● **To do**
[A] In the Week 8 post, what is the name of the Patreon program that grants micro-loans to creators?
[B] Print the Week 8 post's text, starting with "Access to capital" and going on through "the digital age.".

● **Passage provided**
Week 8 - New providers means new access to X ... at what cost?
I keep coming across articles these past few weeks about old business dying (aka going bankrupt) while new business (aka startup style companies) thrive by using the play book the now-bankrupt business once used. I saw it play out a bit in fintech, entertainment, and healthcare.
Side note: The first article was inspired from a friend who forwarded it. If you ever have something worth sharing, please do!
Access to capital from your subscribers and the banks
Patreon will now give creators cash advances on their subscription money - The Verge
Cash advances hit the digital age.
Patreon, the site creators love because it helps them make money off their work, has started a program called Patreon Capital, which grants micro-loans to creators. It’s essentially a cash advance: you get money now in exchange for some of your future earnings plus a small premium. It’s different from Patreon’s usual business — which is enabling direct subscriptions to people whose work you like, then taking a cut off the top — but it will diversify the company’s revenue, which should make Patreon a more sustainable business.
This article came from a friend who forwarded this piece. What's interesting from it is this:
Patreon will generally be focused on creators who have a track record in developing solid followings on its platform. ... As a matter of risk mitigation, the Patreon revenues of another Multitude show, Join the Party, will be taken as collateral if Next Stop isn’t able to generate enough return to fully pay Patreon back after the two year period.

● **Data extracts**
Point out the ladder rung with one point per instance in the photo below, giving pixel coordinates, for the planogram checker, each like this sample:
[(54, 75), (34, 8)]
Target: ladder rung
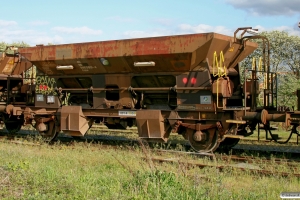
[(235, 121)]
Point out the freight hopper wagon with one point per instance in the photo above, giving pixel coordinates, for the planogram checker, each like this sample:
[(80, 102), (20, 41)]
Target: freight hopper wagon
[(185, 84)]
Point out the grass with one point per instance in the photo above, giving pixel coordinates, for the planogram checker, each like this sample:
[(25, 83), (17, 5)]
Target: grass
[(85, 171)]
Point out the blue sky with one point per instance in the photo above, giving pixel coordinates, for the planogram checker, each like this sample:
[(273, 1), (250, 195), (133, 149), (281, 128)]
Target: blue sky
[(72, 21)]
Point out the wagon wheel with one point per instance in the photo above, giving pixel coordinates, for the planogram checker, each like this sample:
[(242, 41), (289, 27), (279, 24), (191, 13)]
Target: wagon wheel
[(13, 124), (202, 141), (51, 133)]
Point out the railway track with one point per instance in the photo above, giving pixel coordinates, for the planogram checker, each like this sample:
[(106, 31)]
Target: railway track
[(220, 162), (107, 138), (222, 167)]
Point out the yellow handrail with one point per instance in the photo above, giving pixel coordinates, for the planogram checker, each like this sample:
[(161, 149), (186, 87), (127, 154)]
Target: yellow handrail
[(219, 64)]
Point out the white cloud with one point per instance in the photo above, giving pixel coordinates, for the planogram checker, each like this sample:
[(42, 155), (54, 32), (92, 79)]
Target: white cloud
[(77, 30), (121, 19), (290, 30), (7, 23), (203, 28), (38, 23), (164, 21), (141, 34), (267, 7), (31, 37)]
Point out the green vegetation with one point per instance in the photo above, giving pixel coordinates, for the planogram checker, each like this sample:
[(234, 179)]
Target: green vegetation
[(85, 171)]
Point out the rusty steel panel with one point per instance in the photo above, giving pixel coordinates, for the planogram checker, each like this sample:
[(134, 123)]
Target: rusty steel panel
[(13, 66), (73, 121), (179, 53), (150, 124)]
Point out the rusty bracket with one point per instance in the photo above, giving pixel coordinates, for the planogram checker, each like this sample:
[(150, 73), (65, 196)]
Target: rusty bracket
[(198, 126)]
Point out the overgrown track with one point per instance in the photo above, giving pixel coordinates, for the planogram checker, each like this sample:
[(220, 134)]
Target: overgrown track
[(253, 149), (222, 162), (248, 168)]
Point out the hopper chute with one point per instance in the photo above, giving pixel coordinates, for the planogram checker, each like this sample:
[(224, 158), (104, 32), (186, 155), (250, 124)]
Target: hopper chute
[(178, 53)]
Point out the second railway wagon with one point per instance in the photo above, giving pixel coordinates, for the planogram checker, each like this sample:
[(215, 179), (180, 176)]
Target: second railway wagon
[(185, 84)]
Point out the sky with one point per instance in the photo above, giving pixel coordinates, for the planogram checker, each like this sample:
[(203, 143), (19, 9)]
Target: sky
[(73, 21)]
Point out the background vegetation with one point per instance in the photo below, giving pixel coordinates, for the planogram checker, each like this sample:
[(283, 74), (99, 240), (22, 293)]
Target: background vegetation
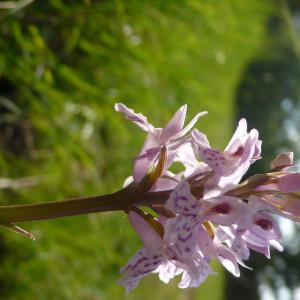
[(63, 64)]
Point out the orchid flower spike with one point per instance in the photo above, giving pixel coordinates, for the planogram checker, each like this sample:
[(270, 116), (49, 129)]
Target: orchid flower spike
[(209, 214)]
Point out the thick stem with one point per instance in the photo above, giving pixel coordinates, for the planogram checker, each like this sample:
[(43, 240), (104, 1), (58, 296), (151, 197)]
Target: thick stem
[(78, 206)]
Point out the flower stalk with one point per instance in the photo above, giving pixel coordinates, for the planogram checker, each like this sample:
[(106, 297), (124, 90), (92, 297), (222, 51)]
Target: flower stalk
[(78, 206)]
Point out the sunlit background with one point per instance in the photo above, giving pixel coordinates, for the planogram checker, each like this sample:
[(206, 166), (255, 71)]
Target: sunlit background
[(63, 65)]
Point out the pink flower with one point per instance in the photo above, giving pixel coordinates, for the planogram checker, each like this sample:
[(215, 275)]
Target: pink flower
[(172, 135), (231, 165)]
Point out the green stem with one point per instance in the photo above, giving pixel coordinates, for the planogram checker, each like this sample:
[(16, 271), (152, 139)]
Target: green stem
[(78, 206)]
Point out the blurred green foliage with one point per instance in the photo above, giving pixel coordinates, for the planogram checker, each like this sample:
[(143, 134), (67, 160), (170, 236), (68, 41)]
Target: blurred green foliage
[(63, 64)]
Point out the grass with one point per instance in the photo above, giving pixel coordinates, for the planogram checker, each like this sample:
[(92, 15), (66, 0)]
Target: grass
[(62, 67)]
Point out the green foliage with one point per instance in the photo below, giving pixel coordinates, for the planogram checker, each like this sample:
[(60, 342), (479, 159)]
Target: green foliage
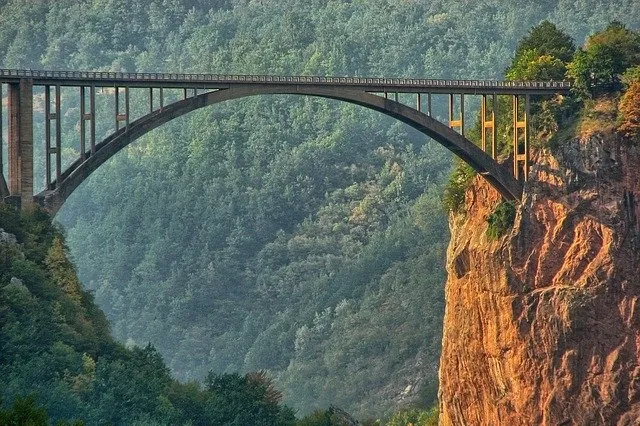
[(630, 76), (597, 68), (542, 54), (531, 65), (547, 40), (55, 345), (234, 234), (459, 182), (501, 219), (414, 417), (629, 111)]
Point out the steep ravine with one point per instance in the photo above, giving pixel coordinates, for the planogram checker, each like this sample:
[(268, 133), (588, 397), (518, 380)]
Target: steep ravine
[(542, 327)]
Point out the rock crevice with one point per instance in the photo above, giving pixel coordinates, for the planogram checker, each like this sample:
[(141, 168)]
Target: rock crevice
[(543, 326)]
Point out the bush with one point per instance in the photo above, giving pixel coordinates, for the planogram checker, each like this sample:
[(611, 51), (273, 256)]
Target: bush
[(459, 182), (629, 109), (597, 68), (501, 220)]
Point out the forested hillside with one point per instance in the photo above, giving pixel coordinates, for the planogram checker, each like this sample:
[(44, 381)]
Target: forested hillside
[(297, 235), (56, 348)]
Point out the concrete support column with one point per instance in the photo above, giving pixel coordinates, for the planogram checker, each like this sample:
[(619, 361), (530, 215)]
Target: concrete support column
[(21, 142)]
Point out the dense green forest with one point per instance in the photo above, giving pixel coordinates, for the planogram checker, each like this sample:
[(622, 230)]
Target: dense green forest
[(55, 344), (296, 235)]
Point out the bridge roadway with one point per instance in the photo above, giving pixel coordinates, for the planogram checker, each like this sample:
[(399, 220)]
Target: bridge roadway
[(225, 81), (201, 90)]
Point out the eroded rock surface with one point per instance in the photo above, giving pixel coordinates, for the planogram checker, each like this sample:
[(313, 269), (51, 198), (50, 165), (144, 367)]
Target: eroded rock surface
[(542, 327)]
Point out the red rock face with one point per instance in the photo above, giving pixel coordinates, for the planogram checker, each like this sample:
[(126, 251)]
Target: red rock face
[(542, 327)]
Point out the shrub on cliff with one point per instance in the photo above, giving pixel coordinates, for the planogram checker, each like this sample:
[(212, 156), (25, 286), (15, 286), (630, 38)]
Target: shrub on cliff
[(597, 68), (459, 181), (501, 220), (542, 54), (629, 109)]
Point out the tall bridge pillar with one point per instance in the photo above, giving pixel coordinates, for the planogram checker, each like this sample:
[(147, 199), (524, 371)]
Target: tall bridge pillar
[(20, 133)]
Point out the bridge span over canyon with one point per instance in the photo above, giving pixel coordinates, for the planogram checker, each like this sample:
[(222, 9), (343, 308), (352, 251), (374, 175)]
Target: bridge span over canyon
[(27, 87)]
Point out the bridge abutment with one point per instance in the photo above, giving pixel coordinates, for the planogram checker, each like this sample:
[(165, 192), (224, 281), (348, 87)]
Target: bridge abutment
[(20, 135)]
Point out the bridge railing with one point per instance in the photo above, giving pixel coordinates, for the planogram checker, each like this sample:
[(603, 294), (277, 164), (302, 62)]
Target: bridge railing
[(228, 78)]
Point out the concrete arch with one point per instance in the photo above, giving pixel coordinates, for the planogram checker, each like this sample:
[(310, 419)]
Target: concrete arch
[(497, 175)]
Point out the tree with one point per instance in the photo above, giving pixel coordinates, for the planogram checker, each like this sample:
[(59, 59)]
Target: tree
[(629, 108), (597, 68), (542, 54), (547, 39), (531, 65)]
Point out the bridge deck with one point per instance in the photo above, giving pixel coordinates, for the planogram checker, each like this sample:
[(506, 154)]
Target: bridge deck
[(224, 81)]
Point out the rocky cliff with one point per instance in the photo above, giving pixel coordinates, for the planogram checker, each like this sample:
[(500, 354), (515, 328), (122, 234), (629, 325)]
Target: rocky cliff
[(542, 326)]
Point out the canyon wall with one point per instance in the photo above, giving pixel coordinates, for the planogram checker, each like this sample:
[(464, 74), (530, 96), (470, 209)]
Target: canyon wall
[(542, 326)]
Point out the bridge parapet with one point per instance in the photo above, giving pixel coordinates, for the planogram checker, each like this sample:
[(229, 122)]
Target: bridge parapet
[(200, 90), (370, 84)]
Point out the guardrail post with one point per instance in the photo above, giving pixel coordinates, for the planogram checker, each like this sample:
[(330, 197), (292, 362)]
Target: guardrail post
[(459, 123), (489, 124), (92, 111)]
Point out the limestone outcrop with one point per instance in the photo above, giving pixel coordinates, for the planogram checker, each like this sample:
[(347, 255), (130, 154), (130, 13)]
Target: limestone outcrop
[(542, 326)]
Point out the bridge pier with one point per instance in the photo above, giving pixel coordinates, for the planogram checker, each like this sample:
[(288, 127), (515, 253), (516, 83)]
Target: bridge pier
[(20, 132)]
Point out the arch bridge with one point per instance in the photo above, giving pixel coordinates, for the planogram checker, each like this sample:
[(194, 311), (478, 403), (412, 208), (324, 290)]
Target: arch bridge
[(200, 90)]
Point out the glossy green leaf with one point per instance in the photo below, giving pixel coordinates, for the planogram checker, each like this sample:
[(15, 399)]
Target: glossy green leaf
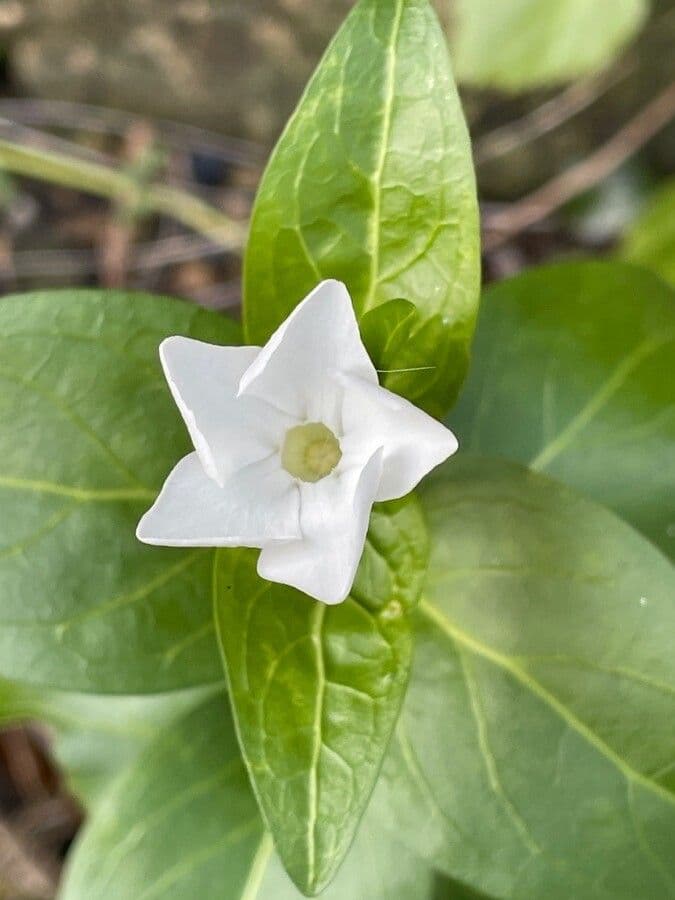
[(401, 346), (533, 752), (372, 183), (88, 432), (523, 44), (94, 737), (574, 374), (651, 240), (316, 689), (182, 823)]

● **Responses by task**
[A] Patreon Capital

[B]
Access to capital from your subscribers and the banks
Patreon will now give creators cash advances on their subscription money - The Verge
Cash advances hit the digital age.